Post by Jennifer Zarro

Burton Wasserman, Construction, 1950
Burton Wasserman, Construction, 1950

You may already know that Art Matters, the free monthly art newspaper of the Delaware Valley, has folded. The parent company decided shut it down, even though it consistently turned a profit. It was fun writing for Art Matters because I got to call up any artist I loved and ask them if I could come over and talk to them. After hearing the news about Art Matters, I called up Burt Wasserman, who has been writing for AM since it’s inception in 1981. Burt is an artist and art historian who taught at Rowan University for years and years. He’s part of the old-guard, and has great stories about the Philly art world going back to the 1960s.

I also spoke with Anne Fabbri, who has been writing the Contrarian column for Art Matters. Fabbri is super smart, a Radcliffe and Bryn Mawr educated art historian, and former director of the Design Center at Philadelphia University. You can still find her reviews in Art in America and on-line at The Broad Street Review. Anne had this to say: “The sudden demise of Art Matters creates a void in the art world of the Philadelphia area. This was our center of communication: our source for information about current and future exhibitions, our telephone book and social register. It sometimes stumbled but never fell. Now we are mute, waiting for the alternative course. Art won’t die but the path feels lonely.”

In the fashion of my now defunct AM column, I thought I’d interview Burt Wasserman about the demise of Art Matters.

JZ: How are you feeling about the end of Art Matters?
BW: It was startling to get the word, but life goes on. It really is a terrible sense of loss I feel. Art Matters became, over the years as it developed its reputation for observing the local art scenes, the publication of record for the Delaware Valley. It gave notice to many important exhibitions. It was a publication of record, and it’s very, very important that we have that in a civilized society. To lose that continuity is a very grave loss for the art community in particular and the society in large in general.

JZ: Tell me how Art Matters started.
BW: It was a one or two page publication that Doris Brandes edited out of her attic in Jenkintown. Doris invented the idea of Art Matters. She was a very gifted artist but she never developed her career as an artist, and she was also a writer. She was an extraordinary woman who gave birth to Art Matters and then eventually sold it to Montgomery Papers. If there is anything that I can say that’s good about the folding of Art Matters is that she didn’t live to see it.

Burton Wasserman
Burton Wasserman, Square/Cross, 1964, pen and ink

JZ: Are there any print venues that you will write for now that AM is not around?

**Data segment**:
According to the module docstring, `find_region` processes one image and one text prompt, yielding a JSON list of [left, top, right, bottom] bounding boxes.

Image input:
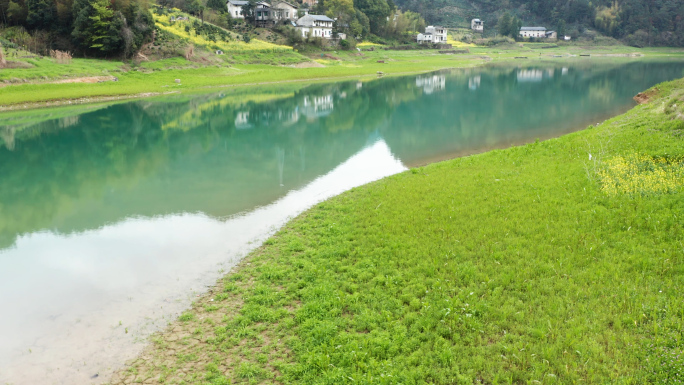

**What to do**:
Which people are named in the post about the closing of Art Matters?

**Task solution**:
- Jennifer Zarro
- Burton (Burt) Wasserman
- Anne Fabbri
- Doris Brandes